[Items in a dataset]

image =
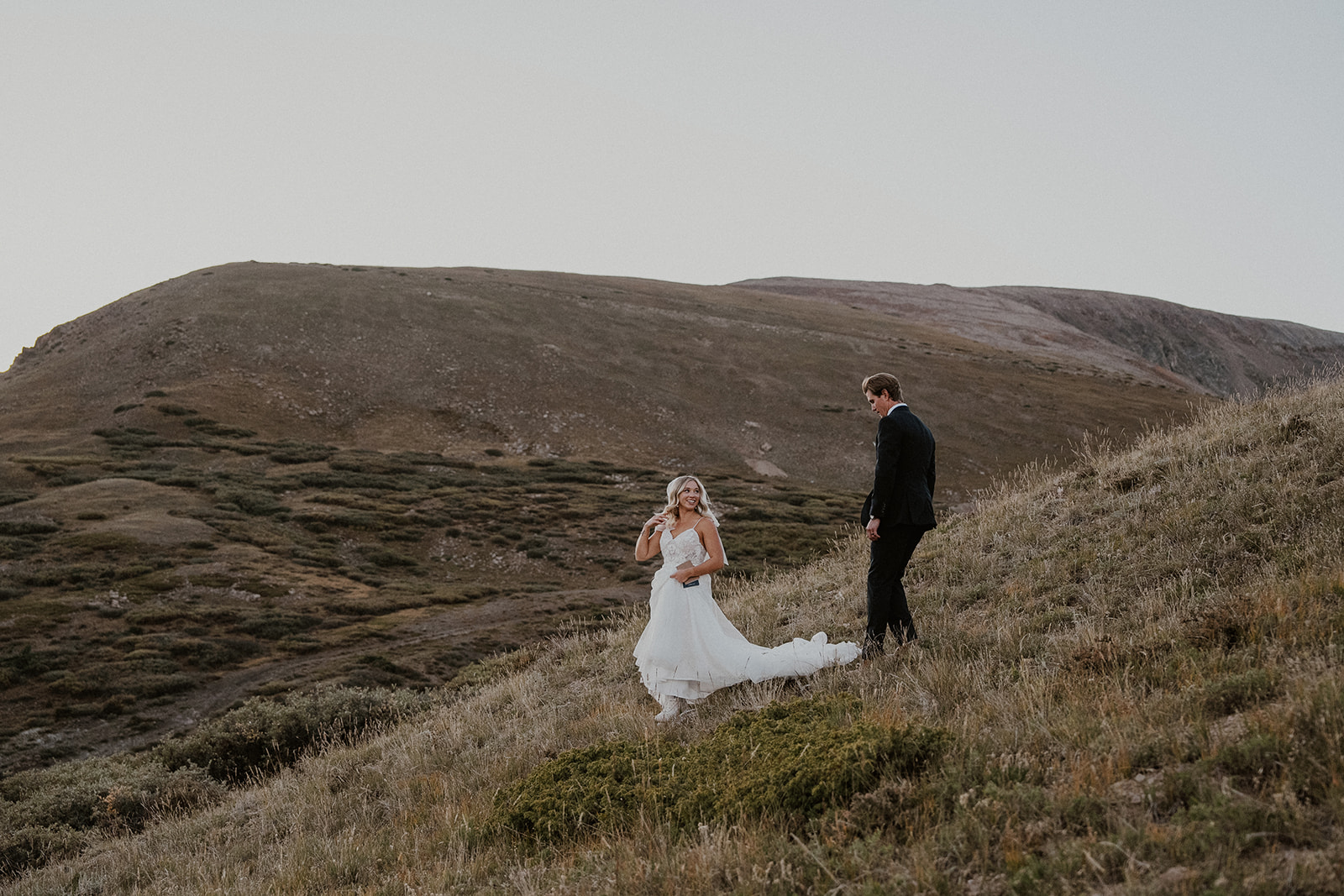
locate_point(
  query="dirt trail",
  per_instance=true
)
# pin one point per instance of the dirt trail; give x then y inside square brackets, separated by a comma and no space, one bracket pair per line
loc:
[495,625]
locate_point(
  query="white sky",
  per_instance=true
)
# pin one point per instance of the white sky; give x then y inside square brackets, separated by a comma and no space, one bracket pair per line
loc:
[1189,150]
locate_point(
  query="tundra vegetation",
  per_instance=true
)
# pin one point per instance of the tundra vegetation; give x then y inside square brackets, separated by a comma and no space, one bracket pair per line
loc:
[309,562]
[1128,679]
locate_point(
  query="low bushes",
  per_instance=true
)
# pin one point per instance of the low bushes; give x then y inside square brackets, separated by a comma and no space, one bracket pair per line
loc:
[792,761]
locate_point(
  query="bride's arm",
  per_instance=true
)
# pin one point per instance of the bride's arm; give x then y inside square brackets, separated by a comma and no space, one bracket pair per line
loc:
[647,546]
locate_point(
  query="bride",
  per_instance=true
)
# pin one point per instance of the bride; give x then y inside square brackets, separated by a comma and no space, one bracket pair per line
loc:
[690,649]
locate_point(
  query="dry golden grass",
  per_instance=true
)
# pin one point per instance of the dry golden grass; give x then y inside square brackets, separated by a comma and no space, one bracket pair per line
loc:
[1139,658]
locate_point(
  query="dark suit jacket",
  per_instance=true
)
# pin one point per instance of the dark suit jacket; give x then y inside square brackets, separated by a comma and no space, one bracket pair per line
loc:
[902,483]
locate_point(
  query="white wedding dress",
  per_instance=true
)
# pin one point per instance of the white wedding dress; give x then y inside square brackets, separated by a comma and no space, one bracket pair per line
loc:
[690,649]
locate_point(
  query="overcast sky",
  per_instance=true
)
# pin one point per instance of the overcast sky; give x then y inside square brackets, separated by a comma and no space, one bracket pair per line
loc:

What is asked:
Locate every line of the items above that contains the word "trail" and copy each one out. Matching is case-sensitive.

Response:
  query="dirt trail",
# pin one point per instance of the dirt trail; give x then y inside square brackets, separated by a comma and no space, one bracket pair per line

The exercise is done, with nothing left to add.